WORK INSTRUCTIONS -
A – In the passage on adapting foundation models, what style does Refiners use to implement models instead of PyTorch's imperative style?
B – Reproduce the part of the passage on adapting foundation models that begins at the words "- Change the original code to" and stops after the words "hard, we promise!".

TEXT PASSAGE -
————

PyTorch is a great framework to implement deep learning models, widely adopted in academia and industry around the globe. A core design principle of PyTorch is that users write *imperative* Python code that manipulates Tensors[^1]. This code can be organized in Modules, which are just Python classes whose constructors typically initialize parameters and load weights, and which implement a `forward` method that computes the forward pass. Dealing with reconstructing an inference graph, backpropagation and so on are left to the framework.
This approach works very well in general, as demonstrated by the popularity of PyTorch. However, the growing importance of the Adaptation pattern is challenging it.
Adaptation is the idea of *patching* existing powerful models to implement new capabilities. Those models are called foundation models; they are typically trained from scratch on amounts of data inaccessible to most individuals, small companies or research labs, and exhibit emergent properties. Examples of such models are LLMs (GPT, LLaMa, Mistral), image generation models (Stable Diffusion, Muse), vision models (BLIP-2, LLaVA 1.5, Fuyu-8B) but also models trained on more specific tasks such as embedding extraction (CLIP, DINOv2) or image segmentation (SAM).
Adaptation of foundational models can take many forms. One of the simplest but most powerful derives from fine-tuning: re-training a subset of the weights of the model on a specific task, then distributing only those weights. Add to this a trick to significantly reduce the size of the fine-tuned weights and you get LoRA[^2], which is probably the most well-known adaptation method. However, adaptation can go beyond that and change the shape of the model or its inputs.
There are several approaches to patch the code of a foundation model implemented in typical PyTorch imperative style to support adaptation, including:
- Just duplicate the original code base and edit it in place unconditionally. This approach is often adopted by researchers today.
- Change the original code base to optionally support the adapter. This approach is often used by frameworks and libraries built on top of PyTorch and works well for a single adapter. However, as you start adding support for multiple adapters to the same foundational module the cyclomatic complexity explodes and the code becomes hard to maintain and error-prone. The end result is that adapters typically do not compose well.
- Change the original code to abstract adaptation by adding ad-hoc hooks everywhere. This approach has the advantage of keeping the foundational model independent from its adapter, but it makes the code extremely non-linear and hard to reason about - so-called "spaghetti code".
As believers in adaptation, none of those approaches was appealing to us, so we designed Refiners as a better option. Refiners is a micro-framework built on top of PyTorch which does away with its imperative style. In Refiners, models are implemented in a *declarative* way instead, which makes them by nature easier to manipulate and patch.
Now that you know *why* we do that, you can check out [*how*](/concepts/chain/). It's not that hard, we promise!
[^1]: Paszke et al., 2019. PyTorch: An Imperative Style, High-Performance Deep Learning Library.
[^2]: Hu et al., 2022. LoRA: Low-Rank Adaptation of Large Language Models.

————

SUPPLIED MATERIAL -
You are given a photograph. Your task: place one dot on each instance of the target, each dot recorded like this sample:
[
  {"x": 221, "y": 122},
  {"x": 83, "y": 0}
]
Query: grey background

————

TASK SOLUTIONS -
A – A declarative style.

B –
- Change the original code to abstract adaptation by adding ad-hoc hooks everywhere. This approach has the advantage of keeping the foundational model independent from its adapter, but it makes the code extremely non-linear and hard to reason about - so-called "spaghetti code".
As believers in adaptation, none of those approaches was appealing to us, so we designed Refiners as a better option. Refiners is a micro-framework built on top of PyTorch which does away with its imperative style. In Refiners, models are implemented in a *declarative* way instead, which makes them by nature easier to manipulate and patch.
Now that you know *why* we do that, you can check out [*how*](/concepts/chain/). It's not that hard, we promise!